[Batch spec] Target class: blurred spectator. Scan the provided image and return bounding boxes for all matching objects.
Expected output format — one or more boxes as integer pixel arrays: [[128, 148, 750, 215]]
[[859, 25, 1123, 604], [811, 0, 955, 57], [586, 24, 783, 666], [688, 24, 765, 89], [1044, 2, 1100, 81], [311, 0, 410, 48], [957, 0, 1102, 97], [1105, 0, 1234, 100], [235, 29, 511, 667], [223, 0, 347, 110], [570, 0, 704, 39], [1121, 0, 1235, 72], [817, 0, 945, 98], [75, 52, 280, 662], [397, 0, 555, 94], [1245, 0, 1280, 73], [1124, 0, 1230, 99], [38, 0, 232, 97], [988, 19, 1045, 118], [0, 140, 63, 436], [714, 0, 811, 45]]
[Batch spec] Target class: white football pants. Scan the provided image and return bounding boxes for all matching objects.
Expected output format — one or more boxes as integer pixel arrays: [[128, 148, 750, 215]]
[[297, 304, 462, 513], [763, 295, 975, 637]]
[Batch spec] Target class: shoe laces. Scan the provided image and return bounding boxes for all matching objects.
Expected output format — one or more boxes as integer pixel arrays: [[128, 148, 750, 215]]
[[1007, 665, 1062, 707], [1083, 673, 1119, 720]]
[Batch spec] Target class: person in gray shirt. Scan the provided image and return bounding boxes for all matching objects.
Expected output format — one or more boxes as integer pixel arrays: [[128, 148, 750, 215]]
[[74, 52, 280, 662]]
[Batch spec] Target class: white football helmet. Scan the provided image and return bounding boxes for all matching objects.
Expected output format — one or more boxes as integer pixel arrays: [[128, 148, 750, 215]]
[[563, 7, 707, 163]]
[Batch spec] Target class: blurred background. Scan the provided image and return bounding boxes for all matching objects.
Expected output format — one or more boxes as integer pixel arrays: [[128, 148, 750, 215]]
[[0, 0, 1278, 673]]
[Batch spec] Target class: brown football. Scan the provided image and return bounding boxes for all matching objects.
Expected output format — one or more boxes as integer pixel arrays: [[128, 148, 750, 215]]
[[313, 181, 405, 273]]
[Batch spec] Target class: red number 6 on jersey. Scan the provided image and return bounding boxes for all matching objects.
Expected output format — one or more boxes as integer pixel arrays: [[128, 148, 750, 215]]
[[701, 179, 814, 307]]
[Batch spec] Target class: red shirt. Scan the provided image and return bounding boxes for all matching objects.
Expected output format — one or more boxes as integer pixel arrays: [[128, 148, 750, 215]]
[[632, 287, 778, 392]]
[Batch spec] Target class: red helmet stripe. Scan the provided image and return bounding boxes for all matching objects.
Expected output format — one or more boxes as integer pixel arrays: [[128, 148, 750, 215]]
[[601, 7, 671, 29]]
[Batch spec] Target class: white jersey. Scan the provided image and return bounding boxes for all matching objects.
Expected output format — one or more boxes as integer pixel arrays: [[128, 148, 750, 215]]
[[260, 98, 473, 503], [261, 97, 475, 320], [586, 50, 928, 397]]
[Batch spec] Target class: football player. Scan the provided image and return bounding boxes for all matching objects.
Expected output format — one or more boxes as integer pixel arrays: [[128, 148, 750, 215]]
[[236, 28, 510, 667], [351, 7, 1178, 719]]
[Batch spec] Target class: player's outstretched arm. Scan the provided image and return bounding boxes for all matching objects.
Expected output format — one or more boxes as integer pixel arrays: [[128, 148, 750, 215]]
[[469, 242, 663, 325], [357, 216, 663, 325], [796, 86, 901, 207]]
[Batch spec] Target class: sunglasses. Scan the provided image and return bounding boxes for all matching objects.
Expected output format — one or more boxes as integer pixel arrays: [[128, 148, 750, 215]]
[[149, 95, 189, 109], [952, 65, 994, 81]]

....................

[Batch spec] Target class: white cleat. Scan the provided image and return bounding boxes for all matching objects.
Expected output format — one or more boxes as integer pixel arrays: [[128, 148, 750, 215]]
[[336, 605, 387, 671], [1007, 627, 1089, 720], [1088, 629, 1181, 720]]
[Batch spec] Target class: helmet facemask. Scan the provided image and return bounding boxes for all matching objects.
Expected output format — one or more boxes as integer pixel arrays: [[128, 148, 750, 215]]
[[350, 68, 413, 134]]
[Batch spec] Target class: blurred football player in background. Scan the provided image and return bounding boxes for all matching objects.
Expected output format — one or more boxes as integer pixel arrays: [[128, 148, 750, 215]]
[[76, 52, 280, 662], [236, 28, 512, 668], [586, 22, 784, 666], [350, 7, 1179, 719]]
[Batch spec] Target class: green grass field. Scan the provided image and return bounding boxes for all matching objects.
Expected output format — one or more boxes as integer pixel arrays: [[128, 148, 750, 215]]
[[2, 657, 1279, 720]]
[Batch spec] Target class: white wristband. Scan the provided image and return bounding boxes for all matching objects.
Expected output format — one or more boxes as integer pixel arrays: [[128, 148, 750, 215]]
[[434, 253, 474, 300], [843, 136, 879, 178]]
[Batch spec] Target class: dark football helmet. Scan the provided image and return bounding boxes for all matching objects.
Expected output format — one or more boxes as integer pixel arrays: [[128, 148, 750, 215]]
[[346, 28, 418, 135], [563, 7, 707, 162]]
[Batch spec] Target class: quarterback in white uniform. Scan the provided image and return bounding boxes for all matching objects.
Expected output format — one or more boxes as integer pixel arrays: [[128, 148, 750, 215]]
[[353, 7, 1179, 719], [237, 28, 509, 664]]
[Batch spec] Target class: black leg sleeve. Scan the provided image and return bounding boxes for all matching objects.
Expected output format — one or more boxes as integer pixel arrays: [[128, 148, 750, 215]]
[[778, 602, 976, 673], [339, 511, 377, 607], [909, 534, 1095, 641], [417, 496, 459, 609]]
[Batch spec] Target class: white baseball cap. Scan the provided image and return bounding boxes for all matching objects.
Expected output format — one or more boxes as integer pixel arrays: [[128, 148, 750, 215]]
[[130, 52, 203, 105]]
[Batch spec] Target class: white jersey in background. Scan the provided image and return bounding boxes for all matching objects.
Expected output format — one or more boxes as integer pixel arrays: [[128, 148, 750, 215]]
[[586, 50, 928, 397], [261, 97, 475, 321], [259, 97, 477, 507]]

....................

▸ Task directions
Set down again, word for word, the stretch of records from the line with "[Batch spec] Target class: blurred spectator." to the line with "[Batch spec] Target class: white football pants.", both of those lines included.

▸ Worked solution
[Batch spec] Target class: blurred spectator. Scan the provided image and return bounding boxes for all matching objects.
Expected output format — one or more boxes as integer pixel arrays: [[128, 148, 750, 215]]
[[859, 25, 1123, 604], [811, 0, 955, 57], [586, 24, 783, 666], [688, 24, 765, 89], [1044, 2, 1100, 81], [311, 0, 410, 48], [957, 0, 1102, 97], [1105, 0, 1234, 100], [235, 29, 511, 667], [223, 0, 347, 110], [570, 0, 704, 39], [1121, 0, 1235, 72], [817, 0, 945, 98], [75, 52, 280, 662], [397, 0, 555, 94], [1245, 0, 1280, 73], [1124, 0, 1230, 99], [38, 0, 232, 97], [988, 19, 1045, 118], [0, 140, 63, 436], [714, 0, 811, 45]]
[Batch spec] Target class: white football pants. Scan the provided image and return bounding boxes for all matching objects.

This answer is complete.